Fig. 4 Aqueous solution of L-Au/sol (a1) and L-Ag/sol (b1). TEM images at different magnifications of L-Au/sol (a2 and a3) and L-Ag/sol (b2 and b3) (taken from a highly diluted solution containing Au/sol or Ag/sol). CD and UV-vis spectra of Au/sol (c) and Ag/sol (d) (both samples were diluted from their stock solutions), red lines for the D-form and blue lines for the L-form.

To elucidate the chirality originating from the metallic NPs, the optical properties of Au/sol and Ag/sol were further investigated using VCD by introducing a labelling probe for the metallic NPs. From previous work on chiral Si NPs in which it was learned that the adsorbed PVP was made active in VCD spectra because of the induced effect from Si although the silica sol could not cause such an effect.²⁶ It is well known that PVP interacts effectively with the surface of the metallic NPs because of the strong capping power of the amide groups on the metallic NPs, and thus, it is often used as a stabilizing agent for the dispersion of metallic NPs in organic/aqueous/liquid ionic media.^32,33 For this reason, in this research, PVP was used as a convenient probe in VCD to determine the chiroptical features of the metallic NPs. First of all, casting films were prepared on a silicon wafer using a mixture of PVP/Au/sol and PVP/Ag/sol and then they were analyzed using VCD measurements (Fig. 5). In this case, two chiral factors, which would be derived from metallic NPs and SiO₂ sol, can be considered. If the chiral domain exists in the metallic NPs, PVP should exhibit the induced VCD signals in the region of PVP absorption. As shown in Fig. 5c and d, FT-IR spectra of PVP/Au/sol and PVP/Ag/sol showed vibration signals of PVP in the range of 1000–1800 cm⁻¹ (the bands located at 1658, 1427 and 1287 cm⁻¹ were assigned to C=O stretching, CH₂ bending and C–N vibration, respectively). As was expected, the VCD spectra indicated the Cotton effects corresponding to the vibrations of PVP, particularly to the stretching vibration of the C=O group with a remarkable chiroptical mirror relationship (see Fig. 5a and b) both for D/L-Au and D/L-Ag systems. This strongly suggests that the metallic NPs have sufficient chiral structures to interact with the amide groups of PVP, thus causing the induced VCD activity from the achiral polymer. In comparison, PVP adsorbed achiral Ag and Au NPs did not show VCD signals although they have strong stretching peaks around 1660 cm⁻¹ because of the C=O group (see Fig. S11†).

*GIVEN INFORMATION*:
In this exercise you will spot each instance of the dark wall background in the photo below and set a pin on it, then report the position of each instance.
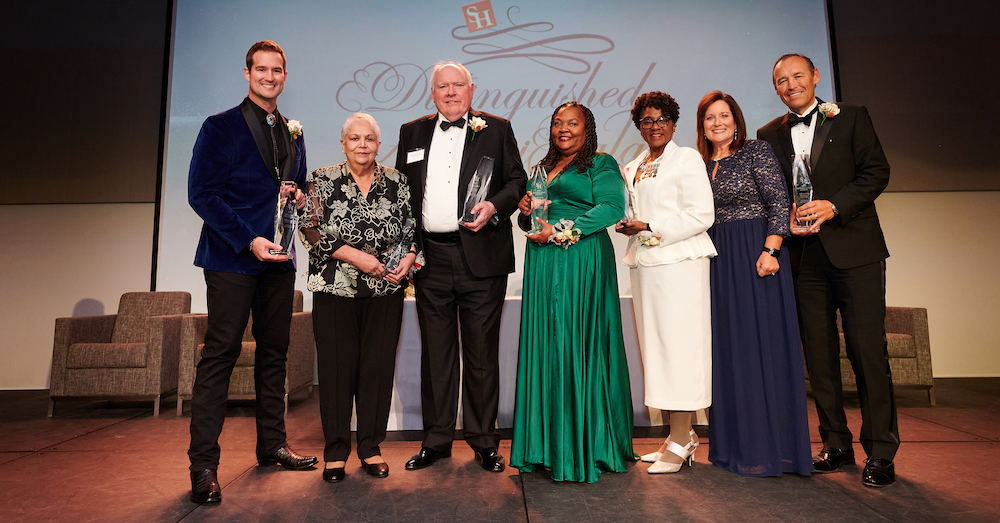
(927, 71)
(88, 81)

*TO DO*: Reproduce word for word the part of the chiral nanoparticle passage between "Fig. 4 Aqueous" and "for the L-form.", inclusive.

*RESPONSE TO THIS TASK*:
Fig. 4 Aqueous solution of L-Au/sol (a1) and L-Ag/sol (b1). TEM images at different magnifications of L-Au/sol (a2 and a3) and L-Ag/sol (b2 and b3) (taken from a highly diluted solution containing Au/sol or Ag/sol). CD and UV-vis spectra of Au/sol (c) and Ag/sol (d) (both samples were diluted from their stock solutions), red lines for the D-form and blue lines for the L-form.